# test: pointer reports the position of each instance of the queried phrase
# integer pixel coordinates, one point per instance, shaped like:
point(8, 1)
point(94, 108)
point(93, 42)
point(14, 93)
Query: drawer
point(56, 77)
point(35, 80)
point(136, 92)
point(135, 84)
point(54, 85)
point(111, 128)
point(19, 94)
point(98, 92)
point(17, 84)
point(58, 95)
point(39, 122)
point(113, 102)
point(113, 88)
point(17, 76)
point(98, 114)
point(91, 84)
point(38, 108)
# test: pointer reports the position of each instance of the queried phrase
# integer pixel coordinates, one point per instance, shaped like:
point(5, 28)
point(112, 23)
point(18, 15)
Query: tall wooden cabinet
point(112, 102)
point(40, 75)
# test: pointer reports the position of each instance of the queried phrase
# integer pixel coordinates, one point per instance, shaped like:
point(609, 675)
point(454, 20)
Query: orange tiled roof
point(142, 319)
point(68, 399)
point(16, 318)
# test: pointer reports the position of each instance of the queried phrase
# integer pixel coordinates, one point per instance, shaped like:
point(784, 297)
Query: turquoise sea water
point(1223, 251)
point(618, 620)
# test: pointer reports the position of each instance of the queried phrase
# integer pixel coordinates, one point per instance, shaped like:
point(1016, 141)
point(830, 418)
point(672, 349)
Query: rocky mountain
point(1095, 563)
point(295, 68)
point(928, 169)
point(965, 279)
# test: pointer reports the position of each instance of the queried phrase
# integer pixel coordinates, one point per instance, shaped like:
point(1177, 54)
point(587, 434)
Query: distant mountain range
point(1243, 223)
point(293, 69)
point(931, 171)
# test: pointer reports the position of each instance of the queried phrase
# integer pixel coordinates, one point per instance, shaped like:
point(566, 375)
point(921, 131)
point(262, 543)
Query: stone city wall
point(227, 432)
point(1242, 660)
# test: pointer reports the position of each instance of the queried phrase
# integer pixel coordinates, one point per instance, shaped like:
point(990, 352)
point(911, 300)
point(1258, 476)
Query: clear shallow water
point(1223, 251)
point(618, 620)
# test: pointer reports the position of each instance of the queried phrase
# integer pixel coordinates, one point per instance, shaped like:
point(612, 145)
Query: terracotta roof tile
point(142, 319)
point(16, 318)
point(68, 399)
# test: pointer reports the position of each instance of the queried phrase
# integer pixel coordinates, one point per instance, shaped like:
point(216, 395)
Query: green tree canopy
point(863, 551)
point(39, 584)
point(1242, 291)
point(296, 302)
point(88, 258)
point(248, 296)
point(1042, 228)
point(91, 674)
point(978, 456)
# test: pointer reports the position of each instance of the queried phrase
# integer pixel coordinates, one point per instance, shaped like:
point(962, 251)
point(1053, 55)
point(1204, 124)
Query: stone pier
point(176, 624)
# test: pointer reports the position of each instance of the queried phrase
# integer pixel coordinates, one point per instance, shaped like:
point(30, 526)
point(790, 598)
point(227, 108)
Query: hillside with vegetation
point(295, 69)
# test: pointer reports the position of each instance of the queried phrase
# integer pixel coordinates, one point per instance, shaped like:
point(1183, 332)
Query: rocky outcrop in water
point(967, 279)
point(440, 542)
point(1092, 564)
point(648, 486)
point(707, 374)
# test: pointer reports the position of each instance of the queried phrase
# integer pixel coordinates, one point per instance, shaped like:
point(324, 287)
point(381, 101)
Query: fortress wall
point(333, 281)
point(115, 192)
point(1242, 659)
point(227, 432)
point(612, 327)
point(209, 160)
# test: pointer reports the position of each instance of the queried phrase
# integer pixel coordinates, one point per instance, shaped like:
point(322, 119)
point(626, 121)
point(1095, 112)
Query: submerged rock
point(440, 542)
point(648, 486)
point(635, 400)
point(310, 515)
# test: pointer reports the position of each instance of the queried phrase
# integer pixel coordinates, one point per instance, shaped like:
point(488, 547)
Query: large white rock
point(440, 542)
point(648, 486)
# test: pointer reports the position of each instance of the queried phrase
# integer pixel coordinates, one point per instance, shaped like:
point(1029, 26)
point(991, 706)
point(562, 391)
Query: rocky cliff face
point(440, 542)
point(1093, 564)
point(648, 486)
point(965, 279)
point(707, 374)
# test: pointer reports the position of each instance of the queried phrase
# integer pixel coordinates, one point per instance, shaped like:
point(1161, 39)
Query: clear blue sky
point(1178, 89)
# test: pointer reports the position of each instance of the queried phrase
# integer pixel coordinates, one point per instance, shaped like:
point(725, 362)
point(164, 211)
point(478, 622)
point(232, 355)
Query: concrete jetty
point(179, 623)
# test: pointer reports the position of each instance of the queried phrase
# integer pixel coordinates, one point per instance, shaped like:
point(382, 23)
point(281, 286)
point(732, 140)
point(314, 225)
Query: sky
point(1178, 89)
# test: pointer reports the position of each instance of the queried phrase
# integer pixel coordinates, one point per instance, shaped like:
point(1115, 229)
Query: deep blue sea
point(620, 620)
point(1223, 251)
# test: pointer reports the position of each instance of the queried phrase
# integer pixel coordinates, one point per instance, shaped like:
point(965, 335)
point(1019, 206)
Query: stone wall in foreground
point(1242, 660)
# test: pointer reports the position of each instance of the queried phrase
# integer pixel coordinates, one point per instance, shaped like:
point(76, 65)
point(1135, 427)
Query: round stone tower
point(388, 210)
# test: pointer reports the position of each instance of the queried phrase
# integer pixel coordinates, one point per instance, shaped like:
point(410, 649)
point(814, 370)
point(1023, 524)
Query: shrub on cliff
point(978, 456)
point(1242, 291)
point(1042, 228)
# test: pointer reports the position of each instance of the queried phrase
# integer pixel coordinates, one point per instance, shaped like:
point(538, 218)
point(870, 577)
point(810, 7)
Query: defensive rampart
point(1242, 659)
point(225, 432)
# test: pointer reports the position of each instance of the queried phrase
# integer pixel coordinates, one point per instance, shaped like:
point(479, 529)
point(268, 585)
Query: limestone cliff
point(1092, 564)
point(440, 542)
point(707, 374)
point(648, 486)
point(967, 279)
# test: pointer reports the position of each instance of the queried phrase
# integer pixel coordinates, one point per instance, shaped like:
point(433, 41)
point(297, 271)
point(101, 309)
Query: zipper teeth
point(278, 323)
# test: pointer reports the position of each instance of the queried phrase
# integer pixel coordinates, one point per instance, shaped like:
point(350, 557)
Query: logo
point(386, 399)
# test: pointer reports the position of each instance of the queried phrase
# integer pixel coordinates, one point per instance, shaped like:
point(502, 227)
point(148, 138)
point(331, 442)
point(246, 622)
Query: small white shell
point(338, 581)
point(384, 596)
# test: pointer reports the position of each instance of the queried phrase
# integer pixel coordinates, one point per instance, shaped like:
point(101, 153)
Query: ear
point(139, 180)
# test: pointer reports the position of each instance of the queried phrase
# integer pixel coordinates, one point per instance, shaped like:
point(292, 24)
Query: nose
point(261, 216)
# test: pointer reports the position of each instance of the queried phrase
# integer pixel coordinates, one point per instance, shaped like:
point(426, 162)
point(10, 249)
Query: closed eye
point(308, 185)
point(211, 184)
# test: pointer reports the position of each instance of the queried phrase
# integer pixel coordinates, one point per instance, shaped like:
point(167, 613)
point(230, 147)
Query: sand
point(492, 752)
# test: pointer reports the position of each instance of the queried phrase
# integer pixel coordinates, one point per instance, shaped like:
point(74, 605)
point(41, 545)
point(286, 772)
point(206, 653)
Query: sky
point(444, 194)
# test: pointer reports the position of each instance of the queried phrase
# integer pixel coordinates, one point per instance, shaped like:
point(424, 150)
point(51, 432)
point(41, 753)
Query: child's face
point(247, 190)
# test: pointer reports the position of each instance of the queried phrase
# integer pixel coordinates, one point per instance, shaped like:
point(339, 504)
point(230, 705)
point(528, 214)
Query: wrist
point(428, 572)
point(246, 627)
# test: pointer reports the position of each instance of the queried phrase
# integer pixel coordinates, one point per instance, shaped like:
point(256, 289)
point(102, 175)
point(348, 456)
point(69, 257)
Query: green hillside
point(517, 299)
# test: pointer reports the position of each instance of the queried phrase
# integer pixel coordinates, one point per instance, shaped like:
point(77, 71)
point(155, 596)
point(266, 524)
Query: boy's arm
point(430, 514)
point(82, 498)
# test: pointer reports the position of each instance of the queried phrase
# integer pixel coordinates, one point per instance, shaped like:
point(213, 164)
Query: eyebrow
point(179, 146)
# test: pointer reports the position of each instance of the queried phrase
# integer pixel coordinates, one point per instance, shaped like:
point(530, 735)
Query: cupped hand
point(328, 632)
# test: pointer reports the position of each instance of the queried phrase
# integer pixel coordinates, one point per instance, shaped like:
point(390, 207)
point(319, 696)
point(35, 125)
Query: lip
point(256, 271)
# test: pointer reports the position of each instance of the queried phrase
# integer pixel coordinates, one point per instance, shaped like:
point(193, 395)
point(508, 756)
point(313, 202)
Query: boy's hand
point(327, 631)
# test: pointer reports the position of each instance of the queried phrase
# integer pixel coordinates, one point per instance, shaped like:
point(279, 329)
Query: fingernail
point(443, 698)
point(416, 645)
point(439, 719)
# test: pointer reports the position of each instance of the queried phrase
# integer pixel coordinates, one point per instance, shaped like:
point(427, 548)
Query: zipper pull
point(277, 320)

Prompt: Write out the listing from its start through the line with "point(38, 108)", including that line.

Output for this task:
# test: pointer reports the position of each instance of the queried phrase
# integer pixel coordinates, one point per instance, shaped like:
point(8, 1)
point(94, 108)
point(93, 42)
point(14, 93)
Query: drawer
point(56, 77)
point(35, 80)
point(136, 92)
point(135, 84)
point(54, 85)
point(111, 128)
point(19, 94)
point(98, 92)
point(17, 84)
point(58, 95)
point(39, 122)
point(113, 102)
point(113, 88)
point(17, 76)
point(98, 114)
point(91, 84)
point(38, 108)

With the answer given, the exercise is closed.